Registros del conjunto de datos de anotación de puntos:
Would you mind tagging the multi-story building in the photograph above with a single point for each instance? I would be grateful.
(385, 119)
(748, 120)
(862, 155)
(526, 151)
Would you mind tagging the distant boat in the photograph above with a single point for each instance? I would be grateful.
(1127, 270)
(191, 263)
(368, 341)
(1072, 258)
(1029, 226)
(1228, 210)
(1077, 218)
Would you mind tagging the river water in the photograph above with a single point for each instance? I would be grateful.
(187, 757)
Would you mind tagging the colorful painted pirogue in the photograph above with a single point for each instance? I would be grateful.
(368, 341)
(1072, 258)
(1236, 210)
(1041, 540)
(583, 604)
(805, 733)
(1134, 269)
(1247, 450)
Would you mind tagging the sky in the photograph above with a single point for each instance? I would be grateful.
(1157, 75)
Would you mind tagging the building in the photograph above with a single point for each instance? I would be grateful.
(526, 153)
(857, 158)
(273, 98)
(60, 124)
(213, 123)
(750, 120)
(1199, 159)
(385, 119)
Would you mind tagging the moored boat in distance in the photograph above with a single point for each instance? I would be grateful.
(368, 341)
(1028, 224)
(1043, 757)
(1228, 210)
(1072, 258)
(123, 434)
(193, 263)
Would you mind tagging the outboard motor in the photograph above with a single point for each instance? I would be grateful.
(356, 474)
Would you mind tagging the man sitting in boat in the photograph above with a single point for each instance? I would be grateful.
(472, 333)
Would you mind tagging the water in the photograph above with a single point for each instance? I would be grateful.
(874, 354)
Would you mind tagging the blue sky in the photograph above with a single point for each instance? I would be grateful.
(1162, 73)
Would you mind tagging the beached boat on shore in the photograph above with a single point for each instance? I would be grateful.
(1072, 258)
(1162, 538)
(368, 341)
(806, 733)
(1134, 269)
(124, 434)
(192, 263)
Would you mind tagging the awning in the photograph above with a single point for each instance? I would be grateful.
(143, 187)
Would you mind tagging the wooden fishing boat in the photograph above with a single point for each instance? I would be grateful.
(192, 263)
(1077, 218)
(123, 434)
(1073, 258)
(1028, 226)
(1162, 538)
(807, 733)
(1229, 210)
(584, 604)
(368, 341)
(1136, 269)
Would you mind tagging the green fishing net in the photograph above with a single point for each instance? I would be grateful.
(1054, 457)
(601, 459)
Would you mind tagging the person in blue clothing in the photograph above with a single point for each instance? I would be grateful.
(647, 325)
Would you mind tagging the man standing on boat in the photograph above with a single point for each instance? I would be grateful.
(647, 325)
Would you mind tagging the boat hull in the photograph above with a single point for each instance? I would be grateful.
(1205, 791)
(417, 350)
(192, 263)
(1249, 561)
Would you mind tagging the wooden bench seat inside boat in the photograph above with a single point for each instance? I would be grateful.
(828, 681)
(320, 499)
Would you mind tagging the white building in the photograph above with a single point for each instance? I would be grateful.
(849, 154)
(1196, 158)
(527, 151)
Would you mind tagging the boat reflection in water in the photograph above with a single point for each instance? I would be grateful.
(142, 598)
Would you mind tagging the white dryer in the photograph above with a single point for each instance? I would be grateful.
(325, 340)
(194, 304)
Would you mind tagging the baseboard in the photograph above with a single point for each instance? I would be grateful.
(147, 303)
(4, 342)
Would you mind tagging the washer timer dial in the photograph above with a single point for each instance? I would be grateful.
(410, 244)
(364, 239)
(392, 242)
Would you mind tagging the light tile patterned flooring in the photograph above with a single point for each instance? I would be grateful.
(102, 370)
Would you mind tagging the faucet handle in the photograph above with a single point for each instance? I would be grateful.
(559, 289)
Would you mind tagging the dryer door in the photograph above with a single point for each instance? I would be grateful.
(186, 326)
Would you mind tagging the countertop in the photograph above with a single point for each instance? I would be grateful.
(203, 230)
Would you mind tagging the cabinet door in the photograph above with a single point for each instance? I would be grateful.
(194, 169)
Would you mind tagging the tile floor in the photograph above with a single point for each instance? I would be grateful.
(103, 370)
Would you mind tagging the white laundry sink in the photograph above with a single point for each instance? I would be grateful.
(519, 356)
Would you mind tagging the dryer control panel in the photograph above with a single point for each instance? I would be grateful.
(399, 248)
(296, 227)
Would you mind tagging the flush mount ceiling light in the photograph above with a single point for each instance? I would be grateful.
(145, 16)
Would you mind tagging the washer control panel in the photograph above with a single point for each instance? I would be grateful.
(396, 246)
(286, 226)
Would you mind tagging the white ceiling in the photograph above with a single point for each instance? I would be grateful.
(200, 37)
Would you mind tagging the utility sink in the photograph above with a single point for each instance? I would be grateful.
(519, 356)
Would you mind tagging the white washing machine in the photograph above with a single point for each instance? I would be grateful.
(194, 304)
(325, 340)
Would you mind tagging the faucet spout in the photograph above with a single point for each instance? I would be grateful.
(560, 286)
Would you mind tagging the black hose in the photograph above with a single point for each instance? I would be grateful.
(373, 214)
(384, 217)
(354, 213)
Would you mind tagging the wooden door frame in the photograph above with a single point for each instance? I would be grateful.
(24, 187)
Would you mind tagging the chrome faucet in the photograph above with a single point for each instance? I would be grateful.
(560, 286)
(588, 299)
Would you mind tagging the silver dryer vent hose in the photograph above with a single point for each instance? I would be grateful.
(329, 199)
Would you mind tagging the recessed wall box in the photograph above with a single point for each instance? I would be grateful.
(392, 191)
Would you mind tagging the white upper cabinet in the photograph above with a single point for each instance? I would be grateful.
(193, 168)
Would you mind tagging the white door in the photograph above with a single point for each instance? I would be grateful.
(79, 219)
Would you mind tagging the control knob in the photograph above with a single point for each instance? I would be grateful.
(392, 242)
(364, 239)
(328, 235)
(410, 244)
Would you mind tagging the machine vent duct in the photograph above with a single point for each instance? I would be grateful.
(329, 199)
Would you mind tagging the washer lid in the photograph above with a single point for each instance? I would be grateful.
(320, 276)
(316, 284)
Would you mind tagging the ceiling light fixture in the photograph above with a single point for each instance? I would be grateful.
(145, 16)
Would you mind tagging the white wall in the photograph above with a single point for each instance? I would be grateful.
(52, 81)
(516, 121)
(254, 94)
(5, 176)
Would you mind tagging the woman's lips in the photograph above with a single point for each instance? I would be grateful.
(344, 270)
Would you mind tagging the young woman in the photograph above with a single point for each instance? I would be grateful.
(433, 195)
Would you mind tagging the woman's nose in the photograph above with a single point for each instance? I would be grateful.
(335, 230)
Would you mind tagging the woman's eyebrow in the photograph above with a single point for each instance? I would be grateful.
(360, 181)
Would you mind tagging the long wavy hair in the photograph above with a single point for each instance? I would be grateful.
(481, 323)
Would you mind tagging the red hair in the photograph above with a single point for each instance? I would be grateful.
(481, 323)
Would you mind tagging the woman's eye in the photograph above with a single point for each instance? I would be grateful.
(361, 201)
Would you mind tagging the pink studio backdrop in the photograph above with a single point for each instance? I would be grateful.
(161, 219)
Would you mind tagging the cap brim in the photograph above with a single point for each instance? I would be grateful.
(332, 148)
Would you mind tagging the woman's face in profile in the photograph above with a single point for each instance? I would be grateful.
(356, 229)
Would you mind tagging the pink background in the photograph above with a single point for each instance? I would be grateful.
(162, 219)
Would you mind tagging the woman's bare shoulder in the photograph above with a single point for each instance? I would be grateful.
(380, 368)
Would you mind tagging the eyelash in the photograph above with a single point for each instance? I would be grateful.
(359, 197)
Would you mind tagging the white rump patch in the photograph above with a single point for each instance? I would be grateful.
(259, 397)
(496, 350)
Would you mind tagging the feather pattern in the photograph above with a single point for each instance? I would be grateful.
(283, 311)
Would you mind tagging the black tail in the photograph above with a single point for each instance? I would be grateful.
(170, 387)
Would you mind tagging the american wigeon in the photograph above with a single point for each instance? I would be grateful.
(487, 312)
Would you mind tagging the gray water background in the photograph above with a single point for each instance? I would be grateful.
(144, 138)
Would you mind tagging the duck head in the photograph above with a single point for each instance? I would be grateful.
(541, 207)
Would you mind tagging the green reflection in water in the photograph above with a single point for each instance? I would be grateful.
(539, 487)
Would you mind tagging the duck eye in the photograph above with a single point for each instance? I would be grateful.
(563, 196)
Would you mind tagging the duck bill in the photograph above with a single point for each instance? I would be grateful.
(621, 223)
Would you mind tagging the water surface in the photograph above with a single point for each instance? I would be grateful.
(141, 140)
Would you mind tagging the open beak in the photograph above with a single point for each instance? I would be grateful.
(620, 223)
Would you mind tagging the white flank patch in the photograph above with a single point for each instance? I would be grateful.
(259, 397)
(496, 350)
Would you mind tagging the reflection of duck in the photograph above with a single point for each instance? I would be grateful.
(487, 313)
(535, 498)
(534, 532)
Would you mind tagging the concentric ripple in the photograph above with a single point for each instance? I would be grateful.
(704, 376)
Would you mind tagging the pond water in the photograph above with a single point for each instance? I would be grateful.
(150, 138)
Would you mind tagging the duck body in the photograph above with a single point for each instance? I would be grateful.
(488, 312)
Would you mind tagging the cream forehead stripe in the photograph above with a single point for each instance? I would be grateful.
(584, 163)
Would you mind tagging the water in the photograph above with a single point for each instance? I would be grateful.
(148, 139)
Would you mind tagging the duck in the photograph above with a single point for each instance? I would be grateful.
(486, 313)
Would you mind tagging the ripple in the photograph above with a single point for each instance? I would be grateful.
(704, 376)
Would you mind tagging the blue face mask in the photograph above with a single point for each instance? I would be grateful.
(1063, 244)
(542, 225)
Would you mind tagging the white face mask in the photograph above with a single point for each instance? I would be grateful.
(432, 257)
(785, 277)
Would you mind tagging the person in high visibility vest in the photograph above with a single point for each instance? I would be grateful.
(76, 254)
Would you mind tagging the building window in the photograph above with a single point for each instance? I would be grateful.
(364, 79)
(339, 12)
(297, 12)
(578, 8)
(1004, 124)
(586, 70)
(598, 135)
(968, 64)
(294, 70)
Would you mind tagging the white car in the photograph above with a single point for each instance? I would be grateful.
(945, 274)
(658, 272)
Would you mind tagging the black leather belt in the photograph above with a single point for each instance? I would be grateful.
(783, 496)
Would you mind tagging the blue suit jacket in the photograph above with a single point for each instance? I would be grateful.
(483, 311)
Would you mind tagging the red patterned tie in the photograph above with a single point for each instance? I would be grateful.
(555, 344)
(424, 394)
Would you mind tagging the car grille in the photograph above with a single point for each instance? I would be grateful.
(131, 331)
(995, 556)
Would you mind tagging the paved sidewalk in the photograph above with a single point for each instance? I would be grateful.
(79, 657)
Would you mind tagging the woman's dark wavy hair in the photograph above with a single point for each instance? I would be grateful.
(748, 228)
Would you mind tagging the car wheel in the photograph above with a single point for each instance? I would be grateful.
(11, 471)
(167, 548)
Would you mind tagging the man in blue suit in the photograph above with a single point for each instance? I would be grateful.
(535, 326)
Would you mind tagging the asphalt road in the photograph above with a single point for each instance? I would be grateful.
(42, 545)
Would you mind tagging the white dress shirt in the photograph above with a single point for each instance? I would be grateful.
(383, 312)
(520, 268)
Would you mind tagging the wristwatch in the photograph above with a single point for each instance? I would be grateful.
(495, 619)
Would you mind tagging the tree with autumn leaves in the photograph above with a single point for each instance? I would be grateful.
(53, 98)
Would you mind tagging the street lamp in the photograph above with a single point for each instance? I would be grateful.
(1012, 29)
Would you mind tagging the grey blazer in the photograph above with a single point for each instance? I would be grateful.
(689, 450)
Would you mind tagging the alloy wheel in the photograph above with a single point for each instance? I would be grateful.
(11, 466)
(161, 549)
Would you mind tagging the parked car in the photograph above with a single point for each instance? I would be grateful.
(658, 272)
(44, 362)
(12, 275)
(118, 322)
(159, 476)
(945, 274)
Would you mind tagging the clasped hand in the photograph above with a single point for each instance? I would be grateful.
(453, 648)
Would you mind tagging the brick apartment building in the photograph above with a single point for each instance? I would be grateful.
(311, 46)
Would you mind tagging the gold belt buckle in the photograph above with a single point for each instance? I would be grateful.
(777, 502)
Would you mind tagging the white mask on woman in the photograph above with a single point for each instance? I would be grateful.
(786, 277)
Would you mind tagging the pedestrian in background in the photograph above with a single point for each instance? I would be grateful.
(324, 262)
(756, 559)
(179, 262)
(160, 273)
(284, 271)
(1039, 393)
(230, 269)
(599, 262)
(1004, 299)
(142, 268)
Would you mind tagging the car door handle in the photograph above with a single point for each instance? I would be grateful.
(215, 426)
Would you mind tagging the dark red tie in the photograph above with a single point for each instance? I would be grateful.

EL PROBLEMA:
Por favor, convierte en una lista JSON de cadenas las líneas de los registros de arriba, empezando por la que contiene "Would you mind tagging the awning" y siguiendo hasta la que contiene "(1136, 269)", ambas incluidas. Pon una cadena por cada línea y omite las líneas en blanco.

SOLUCIÓN DEL PROBLEMA:
[
  "Would you mind tagging the awning in the photograph above with a single point for each instance? I would be grateful.",
  "(143, 187)",
  "Would you mind tagging the wooden fishing boat in the photograph above with a single point for each instance? I would be grateful.",
  "(192, 263)",
  "(1077, 218)",
  "(123, 434)",
  "(1073, 258)",
  "(1028, 226)",
  "(1162, 538)",
  "(807, 733)",
  "(1229, 210)",
  "(584, 604)",
  "(368, 341)",
  "(1136, 269)"
]